====== THE INPUT ======
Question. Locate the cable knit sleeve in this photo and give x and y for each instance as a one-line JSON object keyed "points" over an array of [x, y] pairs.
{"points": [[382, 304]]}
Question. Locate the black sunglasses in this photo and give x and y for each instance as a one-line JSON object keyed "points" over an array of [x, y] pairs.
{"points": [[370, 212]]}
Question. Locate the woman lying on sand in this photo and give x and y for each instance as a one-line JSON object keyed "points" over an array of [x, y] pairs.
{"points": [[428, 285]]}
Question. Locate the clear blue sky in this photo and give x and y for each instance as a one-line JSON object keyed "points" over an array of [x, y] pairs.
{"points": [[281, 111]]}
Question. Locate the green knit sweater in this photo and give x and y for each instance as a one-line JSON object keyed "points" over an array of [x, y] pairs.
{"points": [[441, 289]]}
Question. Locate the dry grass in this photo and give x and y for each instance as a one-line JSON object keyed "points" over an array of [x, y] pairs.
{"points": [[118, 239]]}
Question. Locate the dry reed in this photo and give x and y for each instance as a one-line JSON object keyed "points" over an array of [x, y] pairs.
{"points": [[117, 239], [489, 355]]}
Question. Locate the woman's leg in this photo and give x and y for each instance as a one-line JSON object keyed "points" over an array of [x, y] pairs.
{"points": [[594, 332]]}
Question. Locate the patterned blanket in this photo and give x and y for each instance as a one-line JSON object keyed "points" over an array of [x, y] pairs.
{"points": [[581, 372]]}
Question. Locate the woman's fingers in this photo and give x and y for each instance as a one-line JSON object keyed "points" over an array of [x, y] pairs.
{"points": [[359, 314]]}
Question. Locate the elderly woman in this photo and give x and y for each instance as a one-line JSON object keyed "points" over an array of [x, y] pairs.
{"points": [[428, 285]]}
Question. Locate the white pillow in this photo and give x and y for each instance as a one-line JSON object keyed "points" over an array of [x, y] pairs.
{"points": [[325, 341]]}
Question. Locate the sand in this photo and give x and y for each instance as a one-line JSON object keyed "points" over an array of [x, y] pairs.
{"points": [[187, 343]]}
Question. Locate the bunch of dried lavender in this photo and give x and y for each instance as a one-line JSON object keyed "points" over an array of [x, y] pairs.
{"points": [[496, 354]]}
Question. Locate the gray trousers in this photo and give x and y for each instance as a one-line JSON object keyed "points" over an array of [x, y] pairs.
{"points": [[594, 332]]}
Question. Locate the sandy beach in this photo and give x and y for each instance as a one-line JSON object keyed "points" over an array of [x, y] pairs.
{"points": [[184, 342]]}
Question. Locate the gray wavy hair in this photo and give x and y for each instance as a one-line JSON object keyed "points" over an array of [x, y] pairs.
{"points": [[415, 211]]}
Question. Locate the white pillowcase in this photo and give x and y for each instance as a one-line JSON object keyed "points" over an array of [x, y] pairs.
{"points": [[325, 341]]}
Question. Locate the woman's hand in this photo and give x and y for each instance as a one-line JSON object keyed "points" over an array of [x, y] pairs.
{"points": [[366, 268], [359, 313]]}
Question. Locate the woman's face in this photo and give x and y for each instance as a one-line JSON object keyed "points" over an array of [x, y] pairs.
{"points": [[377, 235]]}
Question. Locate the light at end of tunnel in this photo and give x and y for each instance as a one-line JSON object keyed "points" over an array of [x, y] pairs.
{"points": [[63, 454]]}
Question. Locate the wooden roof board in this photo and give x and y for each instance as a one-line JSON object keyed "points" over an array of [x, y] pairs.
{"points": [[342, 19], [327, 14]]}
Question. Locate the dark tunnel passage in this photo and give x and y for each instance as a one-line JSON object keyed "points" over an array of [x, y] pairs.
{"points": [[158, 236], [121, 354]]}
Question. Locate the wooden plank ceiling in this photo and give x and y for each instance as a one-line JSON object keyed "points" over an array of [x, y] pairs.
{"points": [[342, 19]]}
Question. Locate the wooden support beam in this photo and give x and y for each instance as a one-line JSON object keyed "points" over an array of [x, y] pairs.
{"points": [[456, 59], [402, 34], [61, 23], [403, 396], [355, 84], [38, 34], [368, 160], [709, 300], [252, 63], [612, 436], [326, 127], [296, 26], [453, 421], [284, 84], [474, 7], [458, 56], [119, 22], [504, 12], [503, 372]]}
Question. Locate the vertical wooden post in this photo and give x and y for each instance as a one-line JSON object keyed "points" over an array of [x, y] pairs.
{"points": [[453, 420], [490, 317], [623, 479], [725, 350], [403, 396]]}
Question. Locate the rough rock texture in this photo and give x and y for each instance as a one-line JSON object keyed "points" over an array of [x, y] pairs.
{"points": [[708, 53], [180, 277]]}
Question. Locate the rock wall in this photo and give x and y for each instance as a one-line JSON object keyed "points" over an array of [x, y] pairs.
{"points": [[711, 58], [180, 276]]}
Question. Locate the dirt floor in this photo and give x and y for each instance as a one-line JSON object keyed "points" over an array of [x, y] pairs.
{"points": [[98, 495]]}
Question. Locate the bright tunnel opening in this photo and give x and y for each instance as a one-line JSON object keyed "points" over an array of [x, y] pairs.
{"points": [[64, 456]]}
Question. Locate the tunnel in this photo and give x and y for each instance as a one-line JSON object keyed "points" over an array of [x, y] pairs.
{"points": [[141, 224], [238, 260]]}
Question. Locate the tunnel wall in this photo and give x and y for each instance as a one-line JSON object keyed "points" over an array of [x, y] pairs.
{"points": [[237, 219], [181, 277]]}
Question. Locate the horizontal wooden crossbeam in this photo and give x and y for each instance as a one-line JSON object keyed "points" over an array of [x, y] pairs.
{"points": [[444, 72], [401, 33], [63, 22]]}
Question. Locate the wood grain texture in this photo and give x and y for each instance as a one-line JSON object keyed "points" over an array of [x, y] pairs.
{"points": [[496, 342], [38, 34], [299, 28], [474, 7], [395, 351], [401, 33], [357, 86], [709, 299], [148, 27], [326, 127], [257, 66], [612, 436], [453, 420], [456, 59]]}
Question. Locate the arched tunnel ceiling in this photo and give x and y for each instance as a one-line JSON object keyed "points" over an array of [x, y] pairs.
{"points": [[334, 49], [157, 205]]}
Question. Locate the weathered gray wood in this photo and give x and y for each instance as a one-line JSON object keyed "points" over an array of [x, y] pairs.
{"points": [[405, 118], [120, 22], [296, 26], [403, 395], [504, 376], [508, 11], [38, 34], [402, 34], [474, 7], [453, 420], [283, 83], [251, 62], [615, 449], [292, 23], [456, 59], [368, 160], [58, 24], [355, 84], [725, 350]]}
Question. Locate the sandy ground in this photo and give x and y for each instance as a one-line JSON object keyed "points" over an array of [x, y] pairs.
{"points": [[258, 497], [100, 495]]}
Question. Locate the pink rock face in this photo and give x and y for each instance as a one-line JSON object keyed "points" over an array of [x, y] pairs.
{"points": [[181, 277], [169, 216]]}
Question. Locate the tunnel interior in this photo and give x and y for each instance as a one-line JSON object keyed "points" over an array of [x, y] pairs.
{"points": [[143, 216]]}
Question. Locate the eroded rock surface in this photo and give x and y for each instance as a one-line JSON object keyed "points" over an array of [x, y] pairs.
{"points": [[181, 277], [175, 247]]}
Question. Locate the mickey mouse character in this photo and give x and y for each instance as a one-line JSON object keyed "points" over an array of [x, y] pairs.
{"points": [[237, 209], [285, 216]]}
======
====== THE INPUT ======
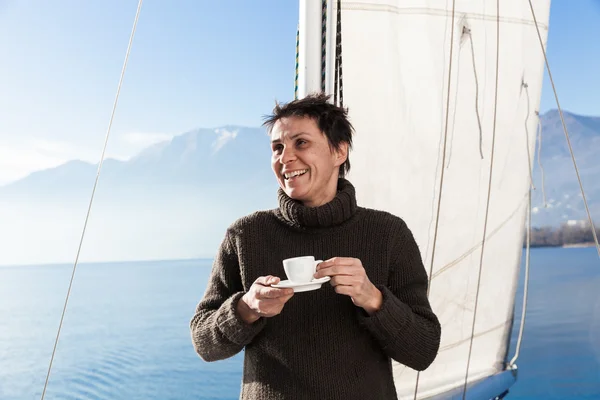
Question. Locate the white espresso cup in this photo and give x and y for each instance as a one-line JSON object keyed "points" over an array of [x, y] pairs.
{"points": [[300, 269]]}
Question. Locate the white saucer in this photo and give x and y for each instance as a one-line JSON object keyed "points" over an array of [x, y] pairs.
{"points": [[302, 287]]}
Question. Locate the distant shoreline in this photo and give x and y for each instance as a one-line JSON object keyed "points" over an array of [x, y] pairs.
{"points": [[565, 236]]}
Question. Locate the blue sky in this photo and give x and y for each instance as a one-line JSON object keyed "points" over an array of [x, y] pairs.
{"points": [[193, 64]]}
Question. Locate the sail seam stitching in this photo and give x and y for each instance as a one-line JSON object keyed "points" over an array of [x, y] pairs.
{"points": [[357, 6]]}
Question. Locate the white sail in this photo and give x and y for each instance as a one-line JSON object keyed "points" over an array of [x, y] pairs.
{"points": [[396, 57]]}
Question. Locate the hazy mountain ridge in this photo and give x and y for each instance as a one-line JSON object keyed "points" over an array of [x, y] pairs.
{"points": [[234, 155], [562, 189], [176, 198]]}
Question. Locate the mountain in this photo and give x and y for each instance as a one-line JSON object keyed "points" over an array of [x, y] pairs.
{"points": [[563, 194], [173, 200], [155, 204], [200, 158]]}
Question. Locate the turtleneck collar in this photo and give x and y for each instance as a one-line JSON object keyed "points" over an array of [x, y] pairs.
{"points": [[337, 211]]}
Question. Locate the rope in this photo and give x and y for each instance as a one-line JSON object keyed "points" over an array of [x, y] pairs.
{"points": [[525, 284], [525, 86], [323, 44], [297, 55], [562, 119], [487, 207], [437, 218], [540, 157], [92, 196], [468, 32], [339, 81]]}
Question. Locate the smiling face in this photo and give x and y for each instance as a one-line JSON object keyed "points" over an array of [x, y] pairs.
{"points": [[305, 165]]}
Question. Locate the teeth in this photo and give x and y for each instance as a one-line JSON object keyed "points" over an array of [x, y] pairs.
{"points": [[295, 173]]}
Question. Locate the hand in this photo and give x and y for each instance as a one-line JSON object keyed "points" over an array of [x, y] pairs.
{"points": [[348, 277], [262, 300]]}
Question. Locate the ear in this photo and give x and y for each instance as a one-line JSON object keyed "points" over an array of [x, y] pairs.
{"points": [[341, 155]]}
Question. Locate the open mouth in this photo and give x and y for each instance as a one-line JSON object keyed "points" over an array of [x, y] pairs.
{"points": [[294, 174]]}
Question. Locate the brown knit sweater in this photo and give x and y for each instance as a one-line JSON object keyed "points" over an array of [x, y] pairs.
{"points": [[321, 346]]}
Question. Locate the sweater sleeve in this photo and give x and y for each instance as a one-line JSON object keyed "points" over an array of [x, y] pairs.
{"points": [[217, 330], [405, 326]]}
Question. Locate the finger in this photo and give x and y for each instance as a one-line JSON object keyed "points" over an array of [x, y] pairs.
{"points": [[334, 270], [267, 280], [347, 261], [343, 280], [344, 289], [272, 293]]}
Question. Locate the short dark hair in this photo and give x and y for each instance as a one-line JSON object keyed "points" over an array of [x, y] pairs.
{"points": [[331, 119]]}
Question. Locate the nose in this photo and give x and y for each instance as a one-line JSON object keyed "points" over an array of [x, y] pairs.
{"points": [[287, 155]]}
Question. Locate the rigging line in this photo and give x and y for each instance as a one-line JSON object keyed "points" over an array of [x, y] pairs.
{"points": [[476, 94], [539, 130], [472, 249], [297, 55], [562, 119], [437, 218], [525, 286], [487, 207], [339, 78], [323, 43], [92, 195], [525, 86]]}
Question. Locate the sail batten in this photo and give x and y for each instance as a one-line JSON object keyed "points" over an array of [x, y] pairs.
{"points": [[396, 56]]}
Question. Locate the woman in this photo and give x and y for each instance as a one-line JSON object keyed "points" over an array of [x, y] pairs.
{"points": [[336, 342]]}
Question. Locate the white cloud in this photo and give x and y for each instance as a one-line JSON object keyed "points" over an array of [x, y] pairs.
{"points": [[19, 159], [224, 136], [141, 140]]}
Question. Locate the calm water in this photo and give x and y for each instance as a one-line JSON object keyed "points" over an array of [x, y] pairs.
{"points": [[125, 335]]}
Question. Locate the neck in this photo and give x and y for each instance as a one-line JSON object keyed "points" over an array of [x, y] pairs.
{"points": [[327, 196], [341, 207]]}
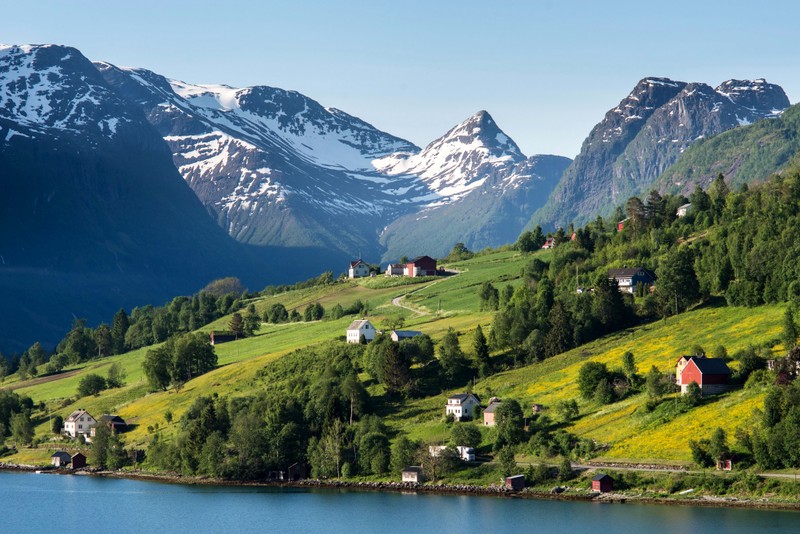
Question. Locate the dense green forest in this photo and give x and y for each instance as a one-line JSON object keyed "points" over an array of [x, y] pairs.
======
▸ **WRITTEN EXERCISE**: How many lines of the material above contain the string "hand", matching case exactly? Reply with the number only.

▸ **THE COMPLETED TASK**: 2